Zeppelin Web UI 사용
http://127.0.0.1:18888/#/
%spark.pyspark
from pyspark.sql import SparkSession
spark = SparkSession.builder.master("yarn") \
.appName('SparkByExamples.com') \
.getOrCreate()
print(spark.sparkContext)
print("Spark App Name : "+ spark.sparkContext.appName)

%spark.pyspark
emptyRDD = spark.sparkContext.emptyRDD()
%spark.pyspark
from pyspark.sql.types import StructType,StructField, StringType
#Create Schema
schema = StructType([
StructField('firstname', StringType(), True),
StructField('middlename', StringType(), True),
StructField('lastname', StringType(), True)
])
#Create empty DataFrame from empty RDD
df = spark.createDataFrame(emptyRDD,schema)
df.printSchema()
df.show()

%spark.pyspark
from pyspark.sql.functions import col
# Hadoop 내 movie.csv 경로
df = spark.read.csv("/spark/movie/input/movie.csv", header=True)

§ 연습 문제: 발췌문의 "Zeppelin Web UI"부터 "emptyRDD = spark.sparkContext.emptyRDD()"까지 포함하여 다시 쓰되, "yarn" 대신 "local"(으)로 치환하세요.

§ 추출된 레코드:

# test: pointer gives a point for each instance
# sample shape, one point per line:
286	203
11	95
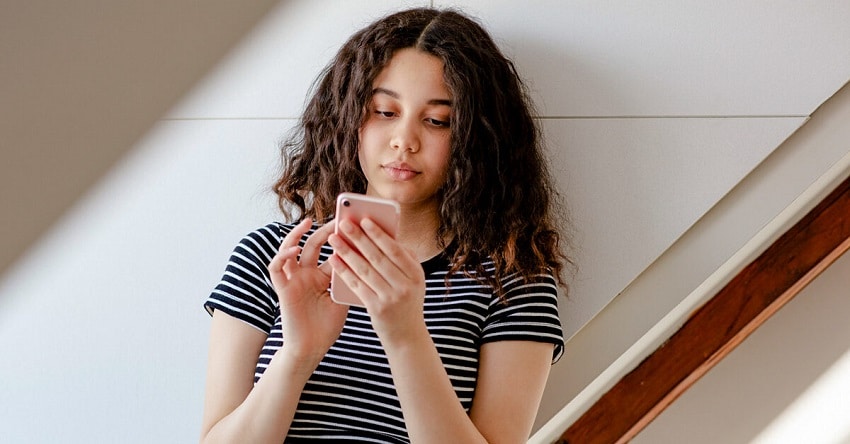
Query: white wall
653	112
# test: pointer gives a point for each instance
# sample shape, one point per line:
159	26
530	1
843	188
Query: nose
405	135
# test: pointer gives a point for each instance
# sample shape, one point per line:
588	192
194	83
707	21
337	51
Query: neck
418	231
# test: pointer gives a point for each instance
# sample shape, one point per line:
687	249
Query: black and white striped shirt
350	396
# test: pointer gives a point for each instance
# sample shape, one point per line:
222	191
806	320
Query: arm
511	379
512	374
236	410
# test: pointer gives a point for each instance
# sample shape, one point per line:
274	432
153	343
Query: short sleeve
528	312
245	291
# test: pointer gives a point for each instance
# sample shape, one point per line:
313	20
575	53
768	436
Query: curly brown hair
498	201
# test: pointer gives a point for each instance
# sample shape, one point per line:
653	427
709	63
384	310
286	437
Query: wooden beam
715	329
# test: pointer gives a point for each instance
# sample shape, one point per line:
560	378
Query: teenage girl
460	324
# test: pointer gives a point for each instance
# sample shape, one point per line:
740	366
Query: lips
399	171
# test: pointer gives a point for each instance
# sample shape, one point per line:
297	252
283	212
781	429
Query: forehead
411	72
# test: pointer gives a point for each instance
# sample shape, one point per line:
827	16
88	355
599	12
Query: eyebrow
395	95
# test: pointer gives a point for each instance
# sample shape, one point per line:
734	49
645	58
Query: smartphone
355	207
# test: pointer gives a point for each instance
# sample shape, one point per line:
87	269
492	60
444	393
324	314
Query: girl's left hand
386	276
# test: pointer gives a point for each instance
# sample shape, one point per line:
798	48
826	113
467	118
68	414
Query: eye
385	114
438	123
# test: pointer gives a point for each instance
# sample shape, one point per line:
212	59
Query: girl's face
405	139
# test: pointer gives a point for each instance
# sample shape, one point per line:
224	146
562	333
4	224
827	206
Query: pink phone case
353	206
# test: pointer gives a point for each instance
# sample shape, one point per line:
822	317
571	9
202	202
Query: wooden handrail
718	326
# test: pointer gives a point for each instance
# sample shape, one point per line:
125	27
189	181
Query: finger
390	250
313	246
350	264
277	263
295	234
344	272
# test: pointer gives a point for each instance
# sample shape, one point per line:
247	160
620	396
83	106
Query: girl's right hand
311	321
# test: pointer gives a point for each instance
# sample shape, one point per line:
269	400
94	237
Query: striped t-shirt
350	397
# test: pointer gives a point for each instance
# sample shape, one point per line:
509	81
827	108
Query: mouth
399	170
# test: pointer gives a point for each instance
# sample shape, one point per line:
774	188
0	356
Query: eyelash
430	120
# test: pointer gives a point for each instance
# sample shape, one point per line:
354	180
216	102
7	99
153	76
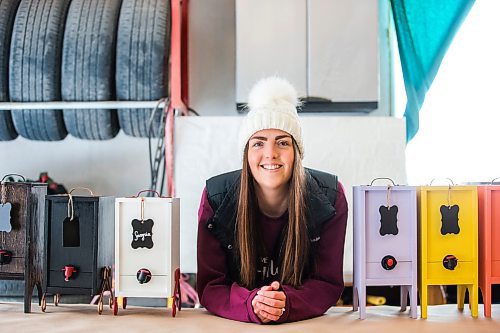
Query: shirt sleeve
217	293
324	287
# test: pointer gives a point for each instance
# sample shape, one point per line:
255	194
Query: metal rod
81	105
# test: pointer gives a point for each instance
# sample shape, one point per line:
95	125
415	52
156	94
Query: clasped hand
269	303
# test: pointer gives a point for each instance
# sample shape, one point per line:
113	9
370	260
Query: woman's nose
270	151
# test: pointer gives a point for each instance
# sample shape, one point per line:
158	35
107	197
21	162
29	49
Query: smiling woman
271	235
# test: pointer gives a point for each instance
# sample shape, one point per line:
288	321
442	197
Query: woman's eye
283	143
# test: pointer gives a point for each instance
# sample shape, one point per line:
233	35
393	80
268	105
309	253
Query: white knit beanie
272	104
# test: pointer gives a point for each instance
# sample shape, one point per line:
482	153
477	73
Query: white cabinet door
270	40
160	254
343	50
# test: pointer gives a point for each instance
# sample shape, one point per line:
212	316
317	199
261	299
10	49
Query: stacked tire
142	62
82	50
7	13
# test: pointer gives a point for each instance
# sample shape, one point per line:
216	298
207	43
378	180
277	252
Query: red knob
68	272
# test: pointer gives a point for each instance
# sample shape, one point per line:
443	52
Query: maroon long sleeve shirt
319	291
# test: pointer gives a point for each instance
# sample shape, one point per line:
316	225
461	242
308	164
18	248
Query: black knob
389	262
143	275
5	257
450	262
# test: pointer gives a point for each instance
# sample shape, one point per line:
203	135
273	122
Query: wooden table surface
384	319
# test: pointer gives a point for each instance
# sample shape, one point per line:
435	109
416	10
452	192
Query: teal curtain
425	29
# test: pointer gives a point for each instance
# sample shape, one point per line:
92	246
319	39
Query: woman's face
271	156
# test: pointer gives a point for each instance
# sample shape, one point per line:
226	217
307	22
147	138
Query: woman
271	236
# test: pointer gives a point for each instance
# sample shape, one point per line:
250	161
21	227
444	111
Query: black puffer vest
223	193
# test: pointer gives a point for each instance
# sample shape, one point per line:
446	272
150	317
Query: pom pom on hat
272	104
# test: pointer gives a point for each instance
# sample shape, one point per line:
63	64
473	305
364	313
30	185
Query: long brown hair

§ 전체 답안:
Zeppelin Web UI 사용
http://127.0.0.1:18888/#/
%spark.pyspark
from pyspark.sql import SparkSession
spark = SparkSession.builder.master("local") \
.appName('SparkByExamples.com') \
.getOrCreate()
print(spark.sparkContext)
print("Spark App Name : "+ spark.sparkContext.appName)

%spark.pyspark
emptyRDD = spark.sparkContext.emptyRDD()